↓

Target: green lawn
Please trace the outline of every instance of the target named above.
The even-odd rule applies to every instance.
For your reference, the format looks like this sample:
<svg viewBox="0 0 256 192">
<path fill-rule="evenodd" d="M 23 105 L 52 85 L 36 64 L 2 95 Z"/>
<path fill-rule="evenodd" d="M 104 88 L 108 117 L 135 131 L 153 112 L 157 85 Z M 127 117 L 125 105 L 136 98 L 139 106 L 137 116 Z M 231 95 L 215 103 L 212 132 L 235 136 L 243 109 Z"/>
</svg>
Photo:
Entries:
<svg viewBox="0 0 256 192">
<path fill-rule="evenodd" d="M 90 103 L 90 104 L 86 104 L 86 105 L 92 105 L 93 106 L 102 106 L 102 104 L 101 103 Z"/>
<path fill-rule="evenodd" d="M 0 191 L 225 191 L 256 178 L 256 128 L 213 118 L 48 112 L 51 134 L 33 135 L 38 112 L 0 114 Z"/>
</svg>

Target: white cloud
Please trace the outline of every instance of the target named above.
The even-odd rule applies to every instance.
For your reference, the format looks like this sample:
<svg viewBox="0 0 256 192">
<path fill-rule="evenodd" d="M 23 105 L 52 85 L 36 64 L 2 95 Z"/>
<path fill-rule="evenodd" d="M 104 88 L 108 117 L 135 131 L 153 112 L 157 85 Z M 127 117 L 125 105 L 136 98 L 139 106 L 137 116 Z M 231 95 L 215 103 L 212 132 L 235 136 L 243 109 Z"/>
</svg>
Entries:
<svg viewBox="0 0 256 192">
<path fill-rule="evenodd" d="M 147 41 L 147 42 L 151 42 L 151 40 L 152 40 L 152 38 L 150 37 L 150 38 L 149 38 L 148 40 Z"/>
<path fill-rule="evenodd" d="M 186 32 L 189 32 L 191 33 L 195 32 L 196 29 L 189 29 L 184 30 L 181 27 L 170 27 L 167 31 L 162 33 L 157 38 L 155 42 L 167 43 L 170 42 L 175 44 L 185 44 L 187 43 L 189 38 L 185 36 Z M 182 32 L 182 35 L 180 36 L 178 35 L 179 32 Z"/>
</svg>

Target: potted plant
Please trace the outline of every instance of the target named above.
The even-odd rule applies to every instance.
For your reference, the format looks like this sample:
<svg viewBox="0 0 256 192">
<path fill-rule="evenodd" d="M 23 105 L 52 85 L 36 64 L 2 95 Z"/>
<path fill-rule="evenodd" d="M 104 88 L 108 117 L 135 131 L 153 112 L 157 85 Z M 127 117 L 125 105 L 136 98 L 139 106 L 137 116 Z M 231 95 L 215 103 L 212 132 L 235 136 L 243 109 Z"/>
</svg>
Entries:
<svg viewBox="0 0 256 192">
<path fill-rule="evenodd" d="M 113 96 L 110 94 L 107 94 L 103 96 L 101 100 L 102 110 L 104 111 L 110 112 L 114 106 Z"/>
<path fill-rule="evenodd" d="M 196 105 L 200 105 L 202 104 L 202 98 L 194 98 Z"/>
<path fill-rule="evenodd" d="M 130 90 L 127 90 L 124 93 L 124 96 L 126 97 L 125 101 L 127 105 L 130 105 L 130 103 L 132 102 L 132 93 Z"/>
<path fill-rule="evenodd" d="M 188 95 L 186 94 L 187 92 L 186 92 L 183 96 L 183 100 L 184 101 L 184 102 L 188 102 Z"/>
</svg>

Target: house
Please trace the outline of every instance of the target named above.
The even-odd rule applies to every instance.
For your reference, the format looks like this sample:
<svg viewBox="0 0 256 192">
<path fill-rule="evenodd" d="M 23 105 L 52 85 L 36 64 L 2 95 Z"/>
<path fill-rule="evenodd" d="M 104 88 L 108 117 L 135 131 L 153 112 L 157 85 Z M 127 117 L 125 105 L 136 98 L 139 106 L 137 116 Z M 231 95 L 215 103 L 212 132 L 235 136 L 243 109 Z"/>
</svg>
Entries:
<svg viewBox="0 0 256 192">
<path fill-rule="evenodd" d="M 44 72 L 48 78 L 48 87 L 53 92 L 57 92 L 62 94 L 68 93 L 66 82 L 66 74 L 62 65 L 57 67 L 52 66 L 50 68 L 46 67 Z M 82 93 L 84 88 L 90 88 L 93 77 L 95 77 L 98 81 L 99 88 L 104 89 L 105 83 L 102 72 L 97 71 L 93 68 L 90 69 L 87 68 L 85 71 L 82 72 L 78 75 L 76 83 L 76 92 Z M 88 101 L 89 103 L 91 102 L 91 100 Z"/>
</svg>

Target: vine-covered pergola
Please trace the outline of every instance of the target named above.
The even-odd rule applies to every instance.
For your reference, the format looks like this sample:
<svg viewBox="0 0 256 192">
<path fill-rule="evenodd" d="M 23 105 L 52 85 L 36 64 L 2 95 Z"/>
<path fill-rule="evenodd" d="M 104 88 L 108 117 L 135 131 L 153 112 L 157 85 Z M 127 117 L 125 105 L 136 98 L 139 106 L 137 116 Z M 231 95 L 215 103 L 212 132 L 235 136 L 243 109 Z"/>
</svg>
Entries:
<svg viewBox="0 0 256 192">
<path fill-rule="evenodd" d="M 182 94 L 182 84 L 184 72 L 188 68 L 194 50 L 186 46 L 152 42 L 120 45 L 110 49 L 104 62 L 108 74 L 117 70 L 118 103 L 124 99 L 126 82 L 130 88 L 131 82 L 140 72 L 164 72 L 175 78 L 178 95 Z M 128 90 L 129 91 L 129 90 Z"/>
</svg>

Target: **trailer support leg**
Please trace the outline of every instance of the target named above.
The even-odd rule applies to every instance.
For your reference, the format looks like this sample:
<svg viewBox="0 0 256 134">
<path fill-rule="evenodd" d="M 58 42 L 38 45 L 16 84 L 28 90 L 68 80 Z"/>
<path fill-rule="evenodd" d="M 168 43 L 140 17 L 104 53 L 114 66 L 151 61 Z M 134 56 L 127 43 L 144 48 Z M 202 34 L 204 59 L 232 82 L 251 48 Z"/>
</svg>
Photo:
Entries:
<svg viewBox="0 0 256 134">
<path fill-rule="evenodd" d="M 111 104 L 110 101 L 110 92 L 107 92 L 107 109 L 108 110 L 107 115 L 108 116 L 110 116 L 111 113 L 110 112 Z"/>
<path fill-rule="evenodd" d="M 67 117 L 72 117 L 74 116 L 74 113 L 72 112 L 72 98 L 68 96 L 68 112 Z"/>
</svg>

↑

TASK DETAILS: Copy all of the lines above verbatim, from the first line through the last.

WRITTEN RESPONSE:
Target: green lawn
Please trace the outline of every instance of the target named above.
The even-odd rule applies to every instance.
For your reference, the format looks like this sample:
<svg viewBox="0 0 256 192">
<path fill-rule="evenodd" d="M 23 105 L 52 85 L 36 64 L 2 95 Z"/>
<path fill-rule="evenodd" d="M 104 88 L 108 117 L 135 131 L 153 112 L 157 85 Z M 127 117 L 125 105 L 136 98 L 139 106 L 137 116 Z M 231 95 L 215 103 L 212 132 L 235 136 L 243 109 Z"/>
</svg>
Photo:
Entries:
<svg viewBox="0 0 256 192">
<path fill-rule="evenodd" d="M 90 103 L 90 104 L 86 104 L 86 105 L 92 105 L 93 106 L 102 106 L 102 104 L 101 103 Z"/>
<path fill-rule="evenodd" d="M 0 191 L 225 191 L 256 178 L 256 128 L 213 118 L 48 112 L 51 134 L 33 135 L 38 112 L 0 114 Z"/>
</svg>

Target: white cloud
Please trace the outline of every instance of the target named above.
The even-odd rule applies to every instance.
For your reference, the format looks like this sample:
<svg viewBox="0 0 256 192">
<path fill-rule="evenodd" d="M 23 105 L 52 85 L 36 64 L 2 95 Z"/>
<path fill-rule="evenodd" d="M 104 88 L 108 117 L 135 131 L 153 112 L 157 85 Z M 127 117 L 125 105 L 136 98 L 139 106 L 137 116 Z M 231 95 L 215 103 L 212 132 L 235 136 L 243 109 Z"/>
</svg>
Entries:
<svg viewBox="0 0 256 192">
<path fill-rule="evenodd" d="M 147 41 L 147 42 L 151 42 L 151 40 L 152 40 L 152 38 L 150 37 L 150 38 L 149 38 L 148 40 Z"/>
<path fill-rule="evenodd" d="M 186 32 L 189 32 L 191 33 L 195 32 L 196 29 L 189 29 L 184 30 L 181 27 L 170 27 L 167 31 L 162 33 L 157 38 L 155 42 L 167 43 L 170 42 L 175 44 L 185 44 L 187 43 L 189 38 L 185 36 Z M 182 32 L 182 35 L 180 36 L 178 35 L 179 32 Z"/>
</svg>

Target: potted plant
Please trace the outline of every instance of the target named above.
The even-odd rule applies to every instance.
For your reference, the format looks like this sample:
<svg viewBox="0 0 256 192">
<path fill-rule="evenodd" d="M 23 105 L 52 85 L 36 64 L 2 95 Z"/>
<path fill-rule="evenodd" d="M 104 88 L 108 117 L 135 131 L 153 112 L 157 85 Z M 127 117 L 125 105 L 136 98 L 139 106 L 137 116 Z M 231 95 L 215 103 L 212 132 L 235 136 L 243 109 Z"/>
</svg>
Entries:
<svg viewBox="0 0 256 192">
<path fill-rule="evenodd" d="M 113 96 L 110 94 L 107 94 L 103 96 L 101 100 L 102 110 L 104 111 L 110 112 L 114 106 Z"/>
<path fill-rule="evenodd" d="M 196 105 L 200 105 L 202 104 L 202 98 L 194 98 Z"/>
<path fill-rule="evenodd" d="M 130 90 L 127 90 L 124 93 L 124 96 L 126 97 L 125 101 L 127 105 L 130 105 L 130 103 L 132 102 L 132 93 Z"/>
<path fill-rule="evenodd" d="M 188 95 L 186 94 L 187 92 L 186 92 L 183 96 L 183 100 L 184 101 L 184 102 L 188 102 Z"/>
</svg>

Target: house
Please trace the outline of every instance of the target named above.
The even-odd rule applies to every instance.
For your reference, the format looks like this sample:
<svg viewBox="0 0 256 192">
<path fill-rule="evenodd" d="M 23 105 L 52 85 L 36 64 L 2 95 Z"/>
<path fill-rule="evenodd" d="M 104 88 L 108 117 L 135 131 L 153 112 L 157 85 Z M 127 117 L 125 105 L 136 98 L 139 106 L 137 116 Z M 231 95 L 215 103 L 212 132 L 235 136 L 243 109 Z"/>
</svg>
Entries:
<svg viewBox="0 0 256 192">
<path fill-rule="evenodd" d="M 44 72 L 48 78 L 48 87 L 53 92 L 57 92 L 62 94 L 68 93 L 66 82 L 66 74 L 62 65 L 57 67 L 52 66 L 50 68 L 46 67 Z M 82 93 L 84 88 L 90 88 L 93 77 L 95 77 L 98 81 L 99 88 L 104 89 L 105 83 L 102 72 L 97 71 L 93 68 L 90 69 L 87 68 L 85 71 L 82 72 L 78 75 L 76 83 L 76 92 Z M 88 101 L 89 103 L 91 102 L 91 100 Z"/>
</svg>

Target: vine-covered pergola
Please trace the outline of every instance of the target named above.
The even-odd rule applies to every instance.
For your reference, the format looks like this sample:
<svg viewBox="0 0 256 192">
<path fill-rule="evenodd" d="M 23 105 L 52 85 L 36 64 L 2 95 Z"/>
<path fill-rule="evenodd" d="M 104 88 L 108 117 L 135 131 L 153 112 L 157 85 Z M 127 117 L 125 105 L 136 98 L 139 106 L 137 116 Z M 231 95 L 215 103 L 212 132 L 235 136 L 243 109 Z"/>
</svg>
Entries:
<svg viewBox="0 0 256 192">
<path fill-rule="evenodd" d="M 182 94 L 182 84 L 184 72 L 188 68 L 194 50 L 186 46 L 152 42 L 120 45 L 110 49 L 104 62 L 108 74 L 117 70 L 118 103 L 124 99 L 126 82 L 130 88 L 131 82 L 140 72 L 164 72 L 175 78 L 178 95 Z M 128 90 L 129 91 L 129 90 Z"/>
</svg>

Target: **trailer support leg**
Please trace the outline of every instance of the target named above.
The even-odd rule applies to every instance.
For your reference, the format looks like this sample:
<svg viewBox="0 0 256 134">
<path fill-rule="evenodd" d="M 58 42 L 38 45 L 16 84 L 28 90 L 68 80 Z"/>
<path fill-rule="evenodd" d="M 168 43 L 140 17 L 104 53 L 114 66 L 151 61 Z M 134 56 L 127 43 L 144 48 Z M 202 34 L 204 59 L 232 82 L 251 48 Z"/>
</svg>
Photo:
Entries:
<svg viewBox="0 0 256 134">
<path fill-rule="evenodd" d="M 111 104 L 110 101 L 110 92 L 107 92 L 107 109 L 108 110 L 107 115 L 108 116 L 110 116 L 111 113 L 110 112 Z"/>
<path fill-rule="evenodd" d="M 67 117 L 72 117 L 74 116 L 74 113 L 72 112 L 72 98 L 68 96 L 68 112 Z"/>
</svg>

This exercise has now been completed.